■ **Task statement**
Lay out every line of the listing below as a numbered list, leaving out any blank lines.

■ **Records for processing**
========================================
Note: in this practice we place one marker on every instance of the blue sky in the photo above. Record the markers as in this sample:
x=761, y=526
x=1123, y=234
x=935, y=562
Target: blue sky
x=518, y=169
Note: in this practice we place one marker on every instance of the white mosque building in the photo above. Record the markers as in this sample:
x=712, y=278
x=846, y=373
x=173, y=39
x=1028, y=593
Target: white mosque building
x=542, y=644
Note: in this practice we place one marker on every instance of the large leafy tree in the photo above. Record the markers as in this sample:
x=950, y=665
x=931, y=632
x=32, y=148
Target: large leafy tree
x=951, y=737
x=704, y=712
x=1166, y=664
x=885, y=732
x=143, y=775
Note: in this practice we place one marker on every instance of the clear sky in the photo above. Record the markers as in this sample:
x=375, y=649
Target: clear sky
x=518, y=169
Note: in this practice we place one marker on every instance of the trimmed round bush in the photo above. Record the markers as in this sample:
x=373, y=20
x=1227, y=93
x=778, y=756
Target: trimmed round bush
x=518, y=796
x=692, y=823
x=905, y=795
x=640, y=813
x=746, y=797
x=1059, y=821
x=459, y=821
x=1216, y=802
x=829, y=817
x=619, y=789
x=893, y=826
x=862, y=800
========================================
■ **Solved problem**
1. Note: in this practice we place one marker on every instance of the blue sky in the photo above. Record the markers as in this sample:
2. x=761, y=526
3. x=1123, y=234
4. x=935, y=562
5. Target: blue sky
6. x=518, y=169
7. Note: in this practice we place one marker on every instance of the white mosque building in the photo above. Record the markers as in this sample:
8. x=712, y=278
9. x=846, y=373
10. x=173, y=39
11. x=1028, y=593
12. Target: white mosque building
13. x=542, y=644
14. Note: in this practice we place one marker on every instance of the large leafy tree in the photo above. Record the markers as in this sample:
15. x=950, y=665
16. x=931, y=632
17. x=32, y=148
18. Target: large leafy tree
19. x=951, y=737
20. x=704, y=712
21. x=1166, y=664
22. x=885, y=732
23. x=143, y=775
24. Note: in this practice we place one marker on every instance of the clear sky in the photo above. Record the markers as in this sample:
25. x=375, y=649
26. Target: clear sky
27. x=518, y=169
28. Note: in this practice we place one marker on every instance of the trimmed round bush in the photo above. Record the markers as in this sample:
29. x=373, y=20
30. x=1227, y=93
31. x=778, y=756
32. Target: trimmed round bush
33. x=518, y=796
34. x=692, y=823
35. x=905, y=795
36. x=640, y=813
37. x=746, y=797
38. x=1059, y=821
39. x=459, y=821
40. x=1216, y=802
41. x=829, y=817
42. x=619, y=789
43. x=893, y=826
44. x=862, y=800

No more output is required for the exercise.